Featuring approximately 230 garments, paintings, photographs, and ephemera, it explores the importance of both clothing and style in the formation of Black identities across the diaspora. The show harkens back to coats worn by those in subjugation to uniforms of Haitian generals worn in the fight for liberation. Joining us to discuss it is guest curator Monica Miller, who is the professor and a chair of Africana Studies at Barnard College. She wrote the book Slaves to Fashion: Black Dandyism and the Styling of Black Diasporic Identity. "Superfine: Tailoring Black Style" will be on display at the Metropolitan Museum of Art through Sunday, October 26th. Monica, welcome to All Of It.
Monica Miller: Oh, thank you so much, Alison. It's a real pleasure to be here.
Alison Stewart: The show's title is taken from an 18th century story of a captured and enslaved African man. He said, "I laid out above eight pounds of my money for a suit of superfine clothes to dance with at my freedom." It's written on the wall as you enter the exhibit. Who was he, and why does this statement give us something to think about as we walk through the show?

----

- Required work -
1. For each statement about the Superfine interview, say yes or no depending on whether the text agrees. Back each answer with the deciding words from the text, quoted. (a) The exhibit includes about 230 items. (b) Monica Miller teaches at Barnard College. (c) The enslaved man's quote is printed in the exhibit catalog.
2. Copy word for word the part of the Superfine interview starting at "Featuring approximately 230" and ending at "to be here.".
3. Pick up the Superfine interview right after its last sentence and keep it going.
The data after this point isn't needed for anything here.

- Dataset extract -
----

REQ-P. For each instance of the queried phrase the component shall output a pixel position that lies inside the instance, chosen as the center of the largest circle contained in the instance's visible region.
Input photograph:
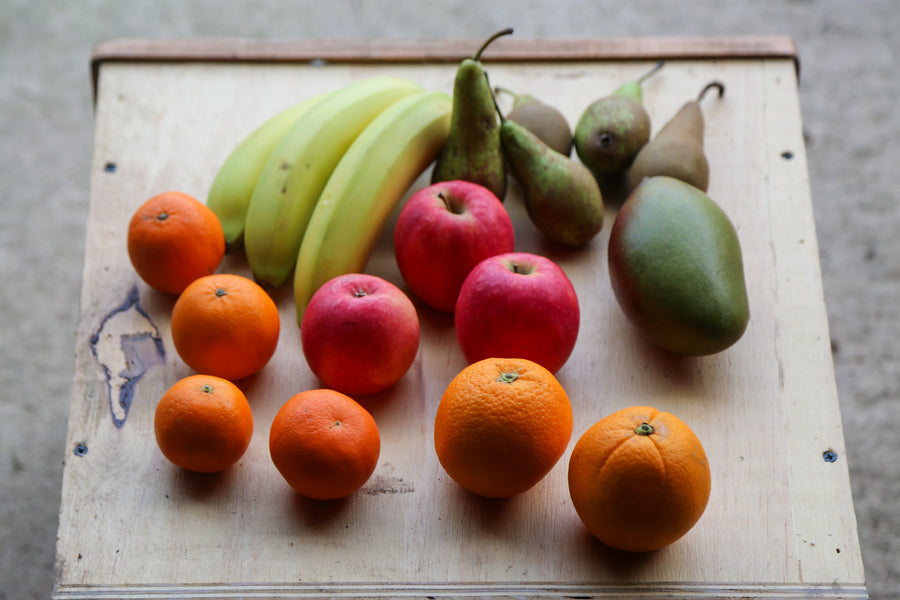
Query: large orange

----

- Set of answers -
1.
(a) Yes: "Featuring approximately 230 garments, paintings, photographs, and ephemera"
(b) Yes: "who is the professor and a chair of Africana Studies at Barnard College"
(c) No: "It's written on the wall as you enter the exhibit."

2.
Featuring approximately 230 garments, paintings, photographs, and ephemera, it explores the importance of both clothing and style in the formation of Black identities across the diaspora. The show harkens back to coats worn by those in subjugation to uniforms of Haitian generals worn in the fight for liberation. Joining us to discuss it is guest curator Monica Miller, who is the professor and a chair of Africana Studies at Barnard College. She wrote the book Slaves to Fashion: Black Dandyism and the Styling of Black Diasporic Identity. "Superfine: Tailoring Black Style" will be on display at the Metropolitan Museum of Art through Sunday, October 26th. Monica, welcome to All Of It.
Monica Miller: Oh, thank you so much, Alison. It's a real pleasure to be here.

3.
Monica Miller: Olaudah Equiano, his story is phenomenal. He was an enslaved man who authored his memoir, was considered to be one of the few, if not the only mount of the Middle Passage. We looked to Olaudah Equiano's memoir to learn about that experience and also to understand what it meant to transition from enslavement to freedom. In his particular case, he was enslaved to somebody who was a merchant and learned the merchant's trade and eventually was allowed to trade on his own and saved up that eight pounds. [crosstalk]
Alison Stewart: You know what, Monica? I'm going to interrupt you for one second because you know what? You're fading in and out. Your connection is bad, so we're going to get you on the phone. I'm going to tell our listeners about our Get Lit with All Of It book club event while we get you on the phone. Listeners, I want you to know that we are reading Audition by Katie Kitamura. It's our Get Lit with All Of It selection. It's about an established actress and a young man who sit down together for a lunch in Manhattan and they're able to talk to each other, but we really want to know what this lunch is all about. It soon becomes clear.
I will be in conversation with Katie Kitamura and you on Thursday, May 29th at 6:00 PM at the Stavros Niarchos Foundation Library. Our special musical guest is also a stage actor, but he's also a musician as well. It's Reeve Carney. If you would like to know more about this, head to wnyc.org/getlit. Again, this is happening on Thursday, May 29th. Tickets are free, but they will go fast, so head to wnyc.org/getlit to reserve yours.
You are listening to All Of It on WNYC. I'm Alison Stewart. My guest is Monica Miller. We're talking about the Met Costume's new exhibition "Superfine: Tailoring Black Style" with Monica Miller, whose book Slaves to Fashion: Black Dandyism and the Styling of Black Diasporic Identity inspired the theme for this year's gala. Monica, are you there?
Monica Miller: Yes, I am.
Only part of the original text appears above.